[[ Given records, beginning ]]

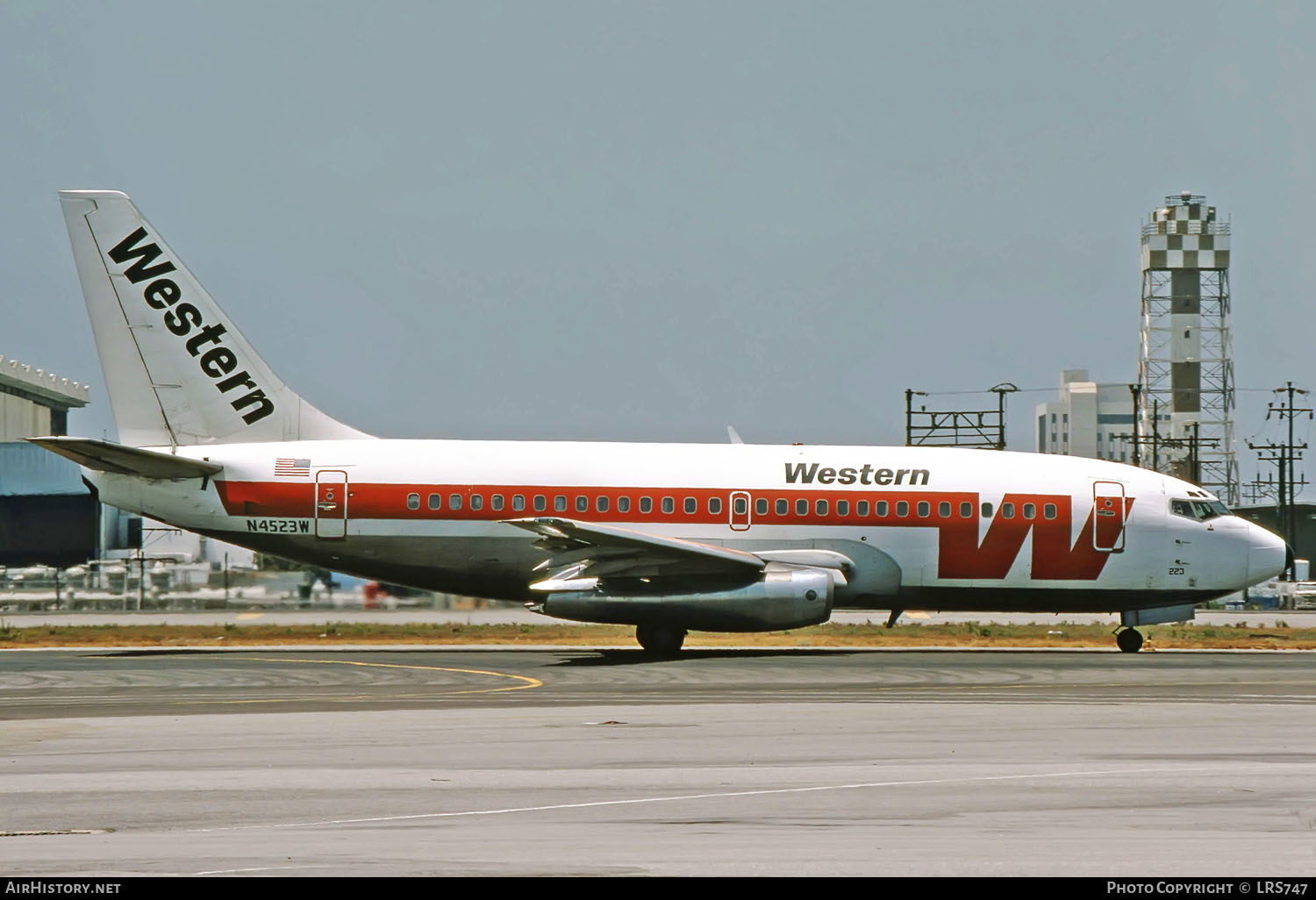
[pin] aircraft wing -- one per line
(582, 552)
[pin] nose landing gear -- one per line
(1129, 639)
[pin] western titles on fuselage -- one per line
(866, 474)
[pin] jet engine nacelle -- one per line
(784, 596)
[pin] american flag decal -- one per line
(291, 466)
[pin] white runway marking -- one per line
(704, 796)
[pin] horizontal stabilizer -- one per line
(120, 460)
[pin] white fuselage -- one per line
(937, 528)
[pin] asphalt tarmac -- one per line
(581, 762)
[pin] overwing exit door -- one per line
(740, 511)
(332, 505)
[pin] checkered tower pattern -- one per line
(1186, 361)
(1186, 237)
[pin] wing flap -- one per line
(589, 550)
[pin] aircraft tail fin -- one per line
(176, 368)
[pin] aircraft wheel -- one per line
(661, 639)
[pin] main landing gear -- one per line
(661, 639)
(1129, 639)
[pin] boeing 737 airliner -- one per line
(666, 537)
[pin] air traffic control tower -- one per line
(1186, 416)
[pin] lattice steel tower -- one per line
(1186, 360)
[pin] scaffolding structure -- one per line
(1186, 350)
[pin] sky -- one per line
(626, 221)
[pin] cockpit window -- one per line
(1210, 508)
(1199, 510)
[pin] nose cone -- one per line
(1268, 554)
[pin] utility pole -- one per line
(1284, 455)
(1000, 391)
(957, 428)
(1136, 389)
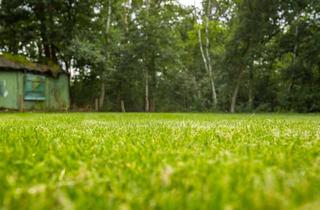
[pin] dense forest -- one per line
(160, 55)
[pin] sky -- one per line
(191, 2)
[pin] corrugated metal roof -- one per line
(40, 68)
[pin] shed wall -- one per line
(56, 93)
(9, 89)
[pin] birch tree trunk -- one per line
(206, 56)
(107, 55)
(146, 74)
(235, 94)
(147, 103)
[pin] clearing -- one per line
(159, 161)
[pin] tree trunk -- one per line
(147, 103)
(107, 54)
(206, 57)
(250, 89)
(235, 94)
(102, 95)
(123, 108)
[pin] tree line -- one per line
(159, 55)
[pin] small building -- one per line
(30, 86)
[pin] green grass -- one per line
(159, 161)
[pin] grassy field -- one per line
(159, 161)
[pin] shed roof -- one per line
(6, 62)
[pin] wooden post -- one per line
(96, 104)
(21, 103)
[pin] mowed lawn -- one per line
(159, 161)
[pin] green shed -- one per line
(31, 86)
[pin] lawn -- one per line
(159, 161)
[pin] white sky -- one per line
(191, 2)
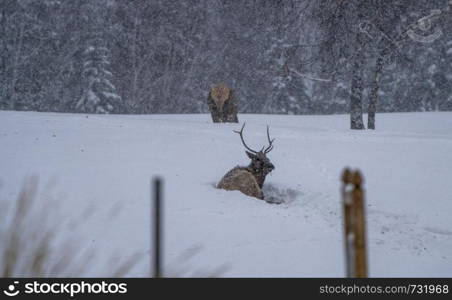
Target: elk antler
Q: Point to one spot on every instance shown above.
(243, 141)
(270, 142)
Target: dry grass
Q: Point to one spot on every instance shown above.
(31, 244)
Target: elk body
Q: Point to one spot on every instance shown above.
(250, 179)
(222, 104)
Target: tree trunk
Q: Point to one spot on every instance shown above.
(356, 108)
(373, 97)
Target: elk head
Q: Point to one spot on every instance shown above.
(260, 165)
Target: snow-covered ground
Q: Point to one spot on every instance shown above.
(104, 164)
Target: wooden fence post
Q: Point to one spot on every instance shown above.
(354, 224)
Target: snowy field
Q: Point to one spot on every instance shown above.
(103, 164)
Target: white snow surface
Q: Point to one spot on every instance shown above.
(104, 164)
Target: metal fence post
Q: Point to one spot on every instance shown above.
(157, 240)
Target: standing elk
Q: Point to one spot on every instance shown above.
(250, 180)
(222, 104)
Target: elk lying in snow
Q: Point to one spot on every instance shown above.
(249, 180)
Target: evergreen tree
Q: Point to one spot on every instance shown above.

[[ Given records, end ]]

Problem to work on: Would you please retype all the data exactly? Leave out whatever pictures it holds.

Exercise response:
[pin] aircraft wing -- one per line
(582, 552)
[pin] nose landing gear -- one per line
(1129, 639)
[pin] western titles on fuselage -- one per line
(866, 474)
[pin] jet engine nacelle -- one per line
(784, 596)
[pin] american flag decal -- one per line
(291, 466)
[pin] white runway marking -- one per line
(704, 796)
[pin] horizontal stabilizer -- one per line
(120, 460)
[pin] white fuselage -- one per line
(937, 528)
[pin] asphalt tarmac -- one per line
(581, 762)
[pin] overwing exit door -- one per line
(740, 511)
(332, 505)
[pin] checkered tower pattern -- one per line
(1186, 361)
(1186, 237)
[pin] wing flap -- one per line
(589, 550)
[pin] aircraft tail fin -- one per line
(176, 368)
[pin] aircraft wheel -- one per line
(661, 639)
[pin] main landing gear -- one per line
(661, 639)
(1129, 639)
[pin] boeing 737 airliner -- one per line
(666, 537)
[pin] air traffic control tower -- one per line
(1186, 416)
[pin] lattice steel tower -- one per line
(1186, 360)
[pin] scaffolding structure -- one per line
(1186, 350)
[pin] sky -- one per line
(626, 221)
[pin] cockpit window -- one per line
(1210, 508)
(1199, 510)
[pin] nose cone -- one per line
(1268, 554)
[pin] utility pole -- one per line
(1284, 455)
(1000, 391)
(957, 428)
(1136, 389)
[pin] dense forest -- one per line
(160, 55)
[pin] sky -- one per line
(191, 2)
[pin] corrugated metal roof -- one per line
(40, 68)
[pin] shed wall -- one per line
(56, 93)
(9, 89)
[pin] birch tree trunk -- one per line
(206, 56)
(107, 55)
(146, 74)
(235, 94)
(147, 103)
[pin] clearing -- one per line
(159, 161)
[pin] tree trunk -- one per line
(147, 103)
(107, 54)
(206, 57)
(250, 89)
(235, 94)
(102, 95)
(123, 108)
[pin] tree line -- one per line
(159, 55)
[pin] small building -- one per line
(30, 86)
[pin] green grass -- one per line
(159, 161)
[pin] grassy field -- one per line
(159, 161)
[pin] shed roof -- one per line
(6, 62)
[pin] wooden post -- one per line
(96, 104)
(21, 103)
[pin] mowed lawn -- one per line
(159, 161)
[pin] green shed -- one per line
(31, 86)
[pin] lawn -- one per line
(159, 161)
[pin] white sky -- one per line
(191, 2)
Target: elk antler
Q: Point to one spot on every instance shown above.
(243, 141)
(270, 142)
Target: dry grass
Q: Point to one spot on every instance shown above.
(31, 244)
Target: elk body
Q: Point to one spot on every instance shown above.
(250, 179)
(222, 104)
Target: tree trunk
Q: Point to one spot on every instance shown above.
(356, 108)
(373, 97)
Target: elk head
Q: Point to one spot on every instance shown above.
(260, 165)
Target: snow-covered ground
Q: Point to one spot on every instance shown above.
(104, 164)
Target: wooden fence post
Q: Point to one spot on every instance shown above.
(354, 224)
Target: snowy field
Q: Point to one spot on every instance shown above.
(103, 164)
Target: white snow surface
Q: Point to one spot on every instance shown above.
(104, 164)
Target: metal fence post
Q: Point to one spot on every instance shown above.
(157, 240)
Target: standing elk
Q: Point to one spot on every instance shown above.
(250, 180)
(222, 104)
Target: elk lying in snow
Q: Point to one spot on every instance shown above.
(249, 180)
Target: evergreen tree
Q: Point to one spot on every instance shown above.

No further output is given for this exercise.